__Exercise aim__: Copy every one of the rows below word for word, one line at a time, with no changes.
═══ Data supplied ═══
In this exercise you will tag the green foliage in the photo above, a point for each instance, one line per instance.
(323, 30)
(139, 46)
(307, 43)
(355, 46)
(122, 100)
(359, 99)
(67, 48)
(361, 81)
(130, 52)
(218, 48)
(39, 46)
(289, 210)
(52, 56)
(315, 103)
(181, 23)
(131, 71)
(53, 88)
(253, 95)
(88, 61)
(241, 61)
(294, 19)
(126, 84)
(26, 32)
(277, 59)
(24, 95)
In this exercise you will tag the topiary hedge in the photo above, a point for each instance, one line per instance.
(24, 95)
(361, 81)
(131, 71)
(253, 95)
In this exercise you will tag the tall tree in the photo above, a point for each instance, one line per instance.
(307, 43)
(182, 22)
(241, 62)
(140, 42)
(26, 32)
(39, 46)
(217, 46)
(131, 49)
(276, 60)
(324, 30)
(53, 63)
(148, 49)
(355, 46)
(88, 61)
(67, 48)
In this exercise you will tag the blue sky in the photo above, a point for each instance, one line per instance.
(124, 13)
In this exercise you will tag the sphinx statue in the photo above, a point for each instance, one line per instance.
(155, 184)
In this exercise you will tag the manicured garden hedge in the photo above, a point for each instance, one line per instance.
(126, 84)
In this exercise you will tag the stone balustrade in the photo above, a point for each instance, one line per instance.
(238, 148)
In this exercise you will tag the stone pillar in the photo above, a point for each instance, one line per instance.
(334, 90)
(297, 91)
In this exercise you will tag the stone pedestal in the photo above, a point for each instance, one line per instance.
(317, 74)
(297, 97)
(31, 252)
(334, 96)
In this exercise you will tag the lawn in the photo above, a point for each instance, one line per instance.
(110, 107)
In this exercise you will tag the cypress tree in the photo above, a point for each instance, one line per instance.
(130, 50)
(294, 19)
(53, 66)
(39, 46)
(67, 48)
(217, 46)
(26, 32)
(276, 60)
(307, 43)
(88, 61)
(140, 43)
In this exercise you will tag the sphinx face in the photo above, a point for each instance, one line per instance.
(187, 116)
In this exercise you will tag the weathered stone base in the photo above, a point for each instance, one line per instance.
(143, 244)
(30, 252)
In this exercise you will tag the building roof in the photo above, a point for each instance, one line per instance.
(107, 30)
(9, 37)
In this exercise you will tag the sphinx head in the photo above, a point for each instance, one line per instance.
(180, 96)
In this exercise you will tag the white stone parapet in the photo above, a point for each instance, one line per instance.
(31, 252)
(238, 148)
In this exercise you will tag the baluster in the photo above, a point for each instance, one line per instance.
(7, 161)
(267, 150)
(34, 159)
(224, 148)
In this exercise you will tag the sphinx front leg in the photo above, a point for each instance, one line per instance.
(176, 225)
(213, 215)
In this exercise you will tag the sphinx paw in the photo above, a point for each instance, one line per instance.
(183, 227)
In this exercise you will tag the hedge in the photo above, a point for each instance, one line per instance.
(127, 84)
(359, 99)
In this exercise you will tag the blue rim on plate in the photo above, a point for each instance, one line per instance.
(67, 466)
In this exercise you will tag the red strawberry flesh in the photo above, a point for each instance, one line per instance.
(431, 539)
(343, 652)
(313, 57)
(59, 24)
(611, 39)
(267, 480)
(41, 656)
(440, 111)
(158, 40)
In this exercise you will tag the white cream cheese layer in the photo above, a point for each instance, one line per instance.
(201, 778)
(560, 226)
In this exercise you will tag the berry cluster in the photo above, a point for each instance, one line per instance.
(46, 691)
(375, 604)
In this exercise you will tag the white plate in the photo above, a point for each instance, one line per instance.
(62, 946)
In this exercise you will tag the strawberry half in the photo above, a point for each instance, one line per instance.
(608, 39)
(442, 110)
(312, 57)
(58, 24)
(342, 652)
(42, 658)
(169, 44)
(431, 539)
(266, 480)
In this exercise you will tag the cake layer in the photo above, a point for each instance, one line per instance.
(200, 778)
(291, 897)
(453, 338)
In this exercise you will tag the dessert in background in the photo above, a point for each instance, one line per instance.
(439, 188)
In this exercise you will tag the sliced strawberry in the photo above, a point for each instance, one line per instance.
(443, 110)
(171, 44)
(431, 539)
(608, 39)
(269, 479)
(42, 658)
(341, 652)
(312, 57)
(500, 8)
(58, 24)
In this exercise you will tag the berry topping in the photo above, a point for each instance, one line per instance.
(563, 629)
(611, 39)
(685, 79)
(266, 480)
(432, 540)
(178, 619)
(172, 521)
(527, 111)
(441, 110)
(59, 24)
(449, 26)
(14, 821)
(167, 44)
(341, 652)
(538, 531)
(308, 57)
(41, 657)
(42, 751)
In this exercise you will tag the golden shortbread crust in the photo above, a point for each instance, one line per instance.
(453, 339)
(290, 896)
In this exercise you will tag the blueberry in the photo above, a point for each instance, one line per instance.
═══
__Answer in full__:
In this exercise you will tag the green foliage in the photo above, a point for each instance, one line per instance.
(323, 30)
(139, 46)
(307, 43)
(355, 46)
(122, 100)
(359, 99)
(67, 48)
(361, 81)
(130, 52)
(218, 48)
(39, 46)
(289, 210)
(52, 56)
(315, 103)
(181, 23)
(131, 71)
(53, 88)
(253, 95)
(88, 61)
(241, 61)
(294, 19)
(126, 84)
(26, 32)
(277, 59)
(24, 95)
In this exercise you will tag the topiary hedge in the photo above, a point for each instance, one line per instance.
(24, 95)
(361, 81)
(131, 71)
(253, 95)
In this exercise you will tag the tall tree in the photo above, a point for each instance, one line per instance.
(307, 43)
(182, 22)
(241, 62)
(140, 42)
(26, 32)
(39, 46)
(217, 46)
(131, 49)
(276, 60)
(324, 30)
(53, 63)
(148, 49)
(355, 46)
(88, 61)
(67, 48)
In this exercise you will tag the blue sky in the photo above, a point for each instance, one line per instance.
(124, 13)
In this exercise you will tag the sphinx statue in the photo above, a point for each instance, one line per instance.
(155, 184)
In this exercise you will tag the manicured garden hedge in the photo above, a point for each instance, one line per instance.
(126, 84)
In this exercise you will tag the stone balustrade in the photo above, a point for each instance, one line per instance.
(238, 148)
In this exercise you will tag the stone pillar in the photo above, a point for each instance, one line per instance.
(334, 90)
(297, 91)
In this exercise you will tag the stone pedestal in the photo above, a point for each instance, one line per instance.
(317, 74)
(297, 97)
(31, 252)
(334, 96)
In this exercise you will tag the lawn in the photo above, a point for each instance, one line per instance.
(110, 107)
In this exercise you will tag the cypress tree in the photo above, a point for each instance, one line per instance.
(130, 50)
(294, 19)
(53, 66)
(39, 46)
(67, 48)
(217, 46)
(26, 32)
(276, 60)
(307, 43)
(88, 61)
(140, 43)
In this exercise you will tag the sphinx face in the photo above, a point for each instance, one line per instance.
(187, 116)
In this exercise you will tag the weathered stone base in the photo above, a point for each instance, one line per instance.
(143, 244)
(30, 252)
In this exercise you will tag the building roof in the photo above, a point for each instance, one line per instance.
(107, 30)
(9, 37)
In this exercise you will tag the sphinx head in the photo above, a point for each instance, one line per instance.
(180, 96)
In this exercise you will tag the white stone parapet in the photo above, a point for each instance, one line per instance.
(31, 252)
(238, 148)
In this exercise you will tag the baluster in the photo above, a point for each instance, one line per instance.
(7, 161)
(267, 150)
(34, 159)
(224, 148)
In this exercise you will tag the sphinx front leg in the photo above, a point for each instance, one line per instance.
(176, 225)
(213, 215)
In this exercise you will tag the sphinx paw in the photo above, a point for each instance, one line per instance.
(183, 227)
In this exercise you will tag the hedge in the photo above, a point for each instance, one line per instance.
(127, 84)
(359, 99)
In this exercise you will tag the blue rim on plate in the photo above, a point for each instance, one line per instance.
(67, 466)
In this exercise you will tag the red strawberry flesh in the photo above, a point for each instance, one line per instance.
(431, 539)
(343, 652)
(313, 57)
(59, 24)
(611, 39)
(267, 480)
(41, 656)
(440, 111)
(158, 40)
In this exercise you will tag the white cream cheese layer in the photo above, a point for each instance, one line per instance.
(201, 778)
(560, 226)
In this exercise you will tag the berry cluster in the photo above, a point for each instance, one line per instance.
(46, 691)
(375, 604)
In this exercise you will tag the white plate in the photo above, a point for each instance, one line per instance.
(62, 946)
In this exercise you will tag the strawberry half in the photo above, a point for each instance, one line per instance.
(608, 39)
(442, 110)
(312, 57)
(58, 24)
(342, 652)
(42, 658)
(169, 44)
(431, 539)
(266, 480)
In this exercise you will tag the cake layer in the photo above, a point for each instance, one line per instance.
(200, 778)
(291, 897)
(453, 338)
In this exercise you will tag the dessert in background in the photo above, a point for each instance, one line per instance.
(439, 188)
In this exercise you will tag the sliced strawberry in the photo above, a point for each instance, one line per instance.
(443, 110)
(171, 44)
(431, 539)
(608, 39)
(269, 479)
(42, 658)
(341, 652)
(312, 57)
(500, 8)
(58, 24)
In this exercise you will tag the berry topping in the photo above, a point for each instance, one line per instance.
(563, 629)
(611, 39)
(685, 79)
(266, 480)
(432, 540)
(178, 619)
(172, 521)
(527, 111)
(441, 110)
(59, 24)
(449, 26)
(14, 821)
(167, 44)
(341, 652)
(538, 531)
(308, 57)
(41, 657)
(42, 751)
In this exercise you will tag the golden shortbread crust in the photo above, a point for each instance, one line per instance.
(453, 339)
(290, 896)
In this exercise you will tag the blueberry in the photo above, a point for each instance, one line per instance.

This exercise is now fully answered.